PROBLEM TO WORK ON: Select every line in the rows below that contains the word "hydrangea" and copy each one. Case counts.

RECORD SET:
★ ★ ★ ★ ★

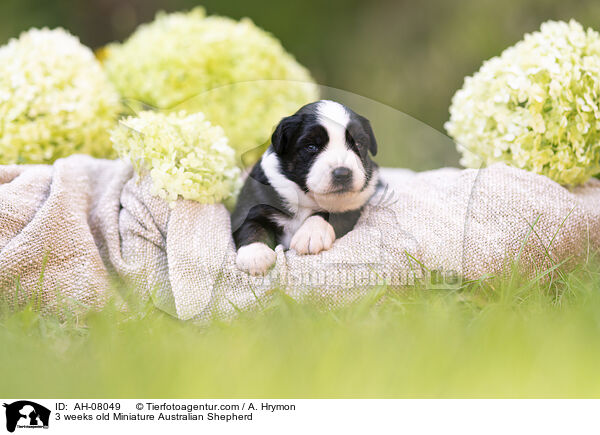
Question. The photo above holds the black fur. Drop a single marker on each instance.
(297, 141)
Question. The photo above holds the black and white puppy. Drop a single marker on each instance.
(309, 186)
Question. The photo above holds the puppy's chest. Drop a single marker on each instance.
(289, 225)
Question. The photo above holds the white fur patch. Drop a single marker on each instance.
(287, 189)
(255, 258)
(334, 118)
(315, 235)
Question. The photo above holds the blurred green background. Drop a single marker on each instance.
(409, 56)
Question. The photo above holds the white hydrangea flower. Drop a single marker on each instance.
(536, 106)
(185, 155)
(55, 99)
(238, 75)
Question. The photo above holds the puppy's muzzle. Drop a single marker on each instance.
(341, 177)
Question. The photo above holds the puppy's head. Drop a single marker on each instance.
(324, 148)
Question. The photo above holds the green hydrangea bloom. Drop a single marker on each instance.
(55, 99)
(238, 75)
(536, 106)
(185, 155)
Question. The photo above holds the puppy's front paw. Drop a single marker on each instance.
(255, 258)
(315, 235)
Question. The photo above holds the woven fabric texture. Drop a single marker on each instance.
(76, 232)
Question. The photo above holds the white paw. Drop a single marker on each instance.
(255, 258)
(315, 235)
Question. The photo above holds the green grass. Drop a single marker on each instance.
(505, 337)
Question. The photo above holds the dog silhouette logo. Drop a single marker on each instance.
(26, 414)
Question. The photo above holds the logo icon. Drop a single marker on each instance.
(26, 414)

★ ★ ★ ★ ★

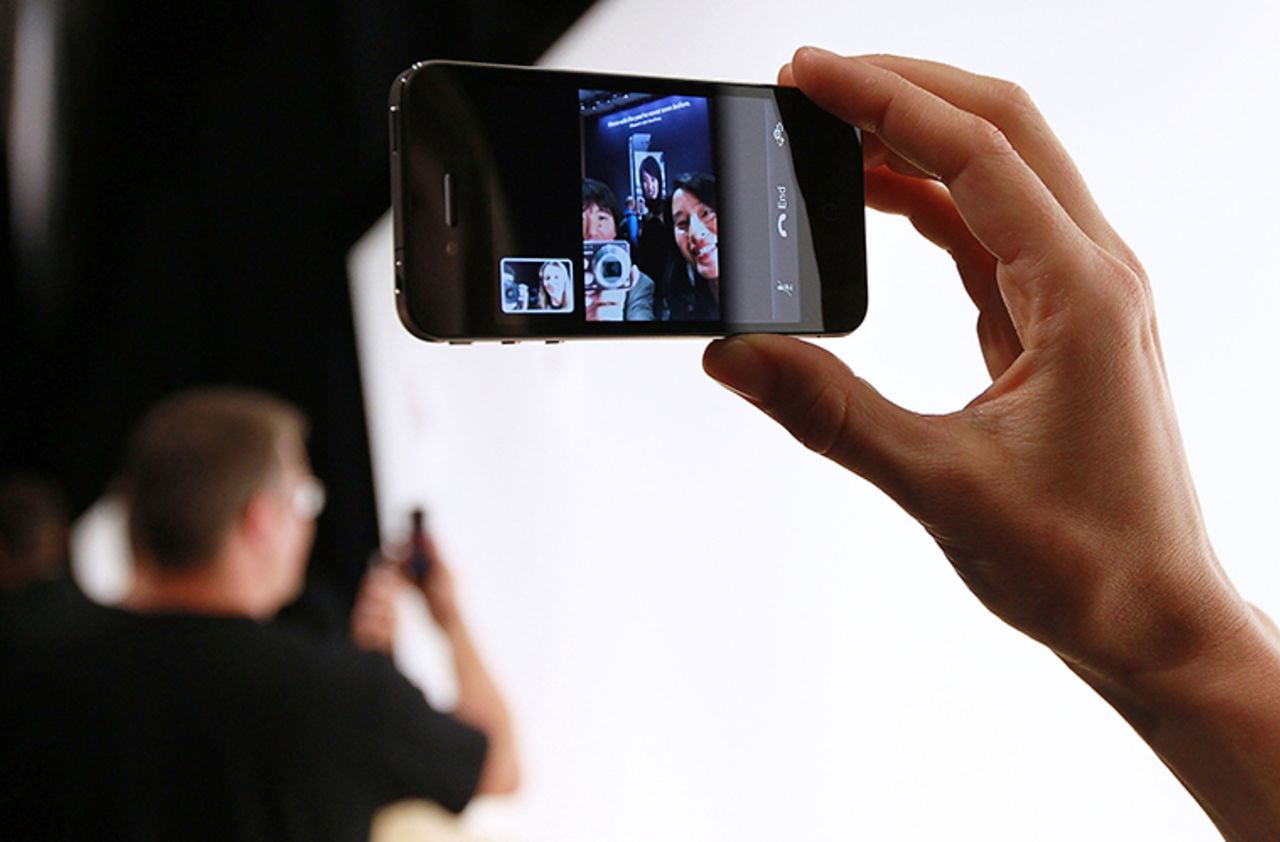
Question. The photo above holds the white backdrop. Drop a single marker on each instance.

★ ★ ★ ★ ★

THE COMPLETED TASK:
Question. The photo above holds the white hydrangea flower. Drop a single marker on each instance.
Question. The photo above holds the green hydrangea bloom. Drop a single marker on each instance.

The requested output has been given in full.